▶ **GOAL**:
Output, as a JSON list of strings with one string per line, the lines of the records from the line holding "request: segment every instance of the arid" through the end of the records, both ends included. Leave out blank lines.
## BEGIN DATA LINES
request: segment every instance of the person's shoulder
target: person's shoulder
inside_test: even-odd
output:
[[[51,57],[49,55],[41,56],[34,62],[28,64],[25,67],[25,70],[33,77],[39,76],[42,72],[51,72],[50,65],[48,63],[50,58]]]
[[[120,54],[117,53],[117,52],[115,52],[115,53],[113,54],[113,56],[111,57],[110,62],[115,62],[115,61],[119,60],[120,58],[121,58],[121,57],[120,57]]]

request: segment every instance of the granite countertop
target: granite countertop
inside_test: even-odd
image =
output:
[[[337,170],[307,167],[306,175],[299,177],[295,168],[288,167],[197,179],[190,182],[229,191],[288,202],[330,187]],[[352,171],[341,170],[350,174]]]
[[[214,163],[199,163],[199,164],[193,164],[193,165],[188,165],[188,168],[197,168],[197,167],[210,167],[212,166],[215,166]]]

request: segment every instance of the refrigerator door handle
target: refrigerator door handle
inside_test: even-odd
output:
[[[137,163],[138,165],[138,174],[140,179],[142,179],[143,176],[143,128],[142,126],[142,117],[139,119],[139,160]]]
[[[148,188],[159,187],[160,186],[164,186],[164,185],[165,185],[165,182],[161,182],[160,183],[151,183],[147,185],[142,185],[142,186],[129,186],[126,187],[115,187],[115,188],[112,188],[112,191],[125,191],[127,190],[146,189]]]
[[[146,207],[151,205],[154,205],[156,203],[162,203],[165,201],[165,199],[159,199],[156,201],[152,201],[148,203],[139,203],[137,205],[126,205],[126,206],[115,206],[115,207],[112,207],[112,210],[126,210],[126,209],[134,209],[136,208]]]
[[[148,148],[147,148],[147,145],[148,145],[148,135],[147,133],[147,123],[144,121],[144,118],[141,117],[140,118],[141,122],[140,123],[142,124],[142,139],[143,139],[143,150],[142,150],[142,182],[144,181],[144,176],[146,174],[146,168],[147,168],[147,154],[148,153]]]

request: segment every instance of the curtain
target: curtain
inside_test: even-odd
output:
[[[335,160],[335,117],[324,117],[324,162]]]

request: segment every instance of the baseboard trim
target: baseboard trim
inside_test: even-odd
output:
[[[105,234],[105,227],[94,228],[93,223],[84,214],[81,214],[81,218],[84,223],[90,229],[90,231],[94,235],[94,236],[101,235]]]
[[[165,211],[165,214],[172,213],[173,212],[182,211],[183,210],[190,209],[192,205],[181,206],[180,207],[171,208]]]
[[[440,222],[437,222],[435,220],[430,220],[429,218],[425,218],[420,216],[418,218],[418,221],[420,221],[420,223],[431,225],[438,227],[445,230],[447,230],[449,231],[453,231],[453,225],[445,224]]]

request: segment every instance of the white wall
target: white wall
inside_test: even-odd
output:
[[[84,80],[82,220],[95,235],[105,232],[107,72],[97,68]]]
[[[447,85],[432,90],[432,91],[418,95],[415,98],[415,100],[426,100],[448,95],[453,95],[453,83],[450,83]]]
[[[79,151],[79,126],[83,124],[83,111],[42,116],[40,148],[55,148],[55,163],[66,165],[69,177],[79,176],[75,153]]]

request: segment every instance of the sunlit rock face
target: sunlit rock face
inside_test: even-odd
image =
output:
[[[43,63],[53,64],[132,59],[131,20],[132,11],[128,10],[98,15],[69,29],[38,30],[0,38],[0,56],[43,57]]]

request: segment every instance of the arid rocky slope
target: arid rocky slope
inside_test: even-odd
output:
## END DATA LINES
▶ **ANSWER TO THIS TASK**:
[
  "request: segment every instance of the arid rocky slope",
  "target: arid rocky slope",
  "inside_test: even-odd",
  "output:"
]